» **Objectives**:
1. From the caption of Fig. 4 in the excerpt on the binet algorithm below, list the other valid subsets of the vertices of Ωb(B|X1).
2. Continue the excerpt below on the algorithm for building level-1 networks from binets, starting after the statement of Theorem 1.

» **Excerpted text**:
If the graph Rb(B) is connected, then the algorithm constructs the graph Kb(B),
which has a vertex for each taxon and an edge {x , y} precisely if T (x , y) ∈ B. In
addition, the algorithm constructs the directed graph Ωb(B), which has a vertex for
each connected component of Kb(B) and an arc (π1, π2) precisely if there exists a
binet N (y; x ) ∈ B with x ∈ V (π1) and y ∈ V (π2) (with V (π ) denoting the vertex
set of a given connected component π ).
The algorithm searches for a nonempty strict subset U of the vertices of Ωb(B)
such that there is no arc (π1, π2) with π1 ∈/ U and π2 ∈ U . This can be done in
polynomial time by collapsing directed cycles until an acyclic digraph is obtained
and then searching for an indegree-0 vertex. If there exists no such set U then the
algorithm halts and outputs that there exists no solution. Otherwise, let H be the
union of the vertex sets of the connected components of Kb(B) that correspond to
elements of U and define Low = X \H . The algorithm recursively constructs networks
N (H ) displaying B|H and N (Low) displaying B|Low. Subsequently, the algorithm
constructs a network N consisting of vertices ρ , v, r , arcs (ρ , v), (v, r ), (ρ , r ),
networks N (Low), N (H ) and an arc from v to the root of N (H ) and an arc from r to the
root of N (Low). See Fig. 4 for an example of this case.
Finally, when |X | ≤ 2 (in some recursive step), the problem can be solved trivially.
When |X | = 1, the algorithm outputs a network consisting of a single vertex labelled by
the only element of X , which is the root as well as the leaf of the network. When |X | = 2
and there is a single binet remaining, the algorithm outputs that binet. When |X | = 2
and there are at least two binets remaining, then the algorithm halts and outputs that
there exists no solution.
This completes the description of the algorithm for binets. Clearly, it is a
polynomial-time algorithm and its correctness is shown in the following theorem.
Fig. 4 Example of the recursive step, which constructs a network N (X1) from binet set B|X1, with B
and X1 as in Fig. 3. Network N (X1) is cycle-rooted because graph Rb is connected. One possible strict
subset of the vertices of Ωb(B|X1) with no incoming arcs is {a, b}. Hence, H = {a, b} can be made
the high leaves of the network, and Low = {c, d, e} the low leaves. Combining recursively computed
networks N (H ) and N (Low) by hanging them below a new cycle as described by the algorithm then gives
network N (X1). Note that other valid subsets of the vertices of Ωb(B|X1) are {a, b, d}, {a, b, c}, {a, b, c, d}
and {d}, which lead to alternative solutions
Theorem 1 Given a set B of binets on a set X of taxa, there exists a polynomial-time
algorithm that decides if there exists a binary level-1 network on X that displays all
binets in B, and that constructs such a network if it exists.

» **Data rows**:

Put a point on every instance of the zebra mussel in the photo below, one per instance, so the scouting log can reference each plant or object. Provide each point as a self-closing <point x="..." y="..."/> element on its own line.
==
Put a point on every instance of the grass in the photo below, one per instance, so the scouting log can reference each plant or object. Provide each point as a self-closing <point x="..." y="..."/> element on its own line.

» **Per-task answers**:
1. {a, b, d}, {a, b, c}, {a, b, c, d}, {d}

2.
Proof We prove by induction on | X | that the algorithm described above produces a
binary level-1 network on X displaying B if such a network exists. The induction basis
for | X | ≤ 2 is clearly true. Now let | X | ≥ 3, B a set of binets on X and assume that
there exists some binary level-1 network on X displaying B. There are two cases.
First assume that the graph Rb(B) is disconnected and has connected components
C1, . . . , C p. Then the algorithm recursively computes networks N |C1, . . . , N |C p
displaying the sets B|C1, . . ., B|C p respectively. Such networks exist by Observation 1
and can be found by the algorithm by induction. It follows that the network N which
is constructed by the algorithm displays all binets in B of which both taxa are in
the same connected component of Rb(B). Each other binet is of the form T (x , y)
by the definition of graph Rb(B). Hence, those binets are also displayed by N , by
construction.
Now assume that the graph Rb(B) is connected. Then we claim that there exists
no binary level-1 network displaying B that is not cycle-rooted. To see this, assume
that there exists such a network, let v1, v2 be the two children of its root and Xi the
leaves reachable by a directed path from vi , for i = 1, 2. Then there is no edge {a, b}
in Rb(B) for any a ∈ X1 and b ∈ X2. Since X1 ∪ X2 = X , it follows that Rb(B) is
disconnected, which is a contradiction. Hence, any network that is a valid solution is
cycle-rooted.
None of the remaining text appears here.